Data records
= = = = = = =

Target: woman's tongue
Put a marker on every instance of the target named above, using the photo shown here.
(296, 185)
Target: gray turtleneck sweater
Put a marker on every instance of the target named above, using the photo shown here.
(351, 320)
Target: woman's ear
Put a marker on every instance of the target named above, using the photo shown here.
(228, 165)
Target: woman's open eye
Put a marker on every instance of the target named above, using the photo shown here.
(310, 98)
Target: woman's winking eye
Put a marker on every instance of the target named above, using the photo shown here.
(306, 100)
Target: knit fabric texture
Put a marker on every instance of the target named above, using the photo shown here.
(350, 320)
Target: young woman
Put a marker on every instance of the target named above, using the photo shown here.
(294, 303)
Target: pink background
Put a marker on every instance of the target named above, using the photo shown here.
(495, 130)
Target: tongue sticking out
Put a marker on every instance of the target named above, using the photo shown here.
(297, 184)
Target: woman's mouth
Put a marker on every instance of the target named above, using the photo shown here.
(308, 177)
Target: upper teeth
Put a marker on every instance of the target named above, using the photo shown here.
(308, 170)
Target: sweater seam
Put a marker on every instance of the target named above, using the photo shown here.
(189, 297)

= = = = = = =

▸ Directions for this task
All the data must be duplicated exactly, with nothing added or removed.

▸ Output of the task
Target: woman's tongue
Put a marker on every instance of the target named above, using the photo shown here.
(296, 185)
Target: gray turtleneck sweater
Put a marker on every instance of the target named above, using the photo shown here.
(351, 320)
Target: woman's ear
Put a marker on every instance of the target named above, using the photo shown here.
(228, 165)
Target: woman's open eye
Put a marker on every instance of the target named above, using the photo shown here.
(310, 98)
Target: woman's winking eye
Put a marker on every instance of the target named above, using the photo shown here.
(306, 100)
Target: knit fabric texture
Put a marker on every instance of the target named above, using the photo shown here.
(350, 320)
Target: young woman
Put a marker on every instance of the target named above, using the photo shown here.
(294, 303)
Target: pink background
Put a marker on every instance of the target named above, using the photo shown here.
(495, 130)
Target: tongue sticking out
Put a marker on every instance of the target named above, using the photo shown here.
(297, 184)
Target: woman's mouth
Put a marker on every instance of the target named above, using the photo shown here.
(308, 177)
Target: upper teeth
Put a marker on every instance of the target named above, using the photo shown here.
(308, 170)
Target: sweater seam
Put a marker on every instance of the target named above, using the photo shown here.
(189, 297)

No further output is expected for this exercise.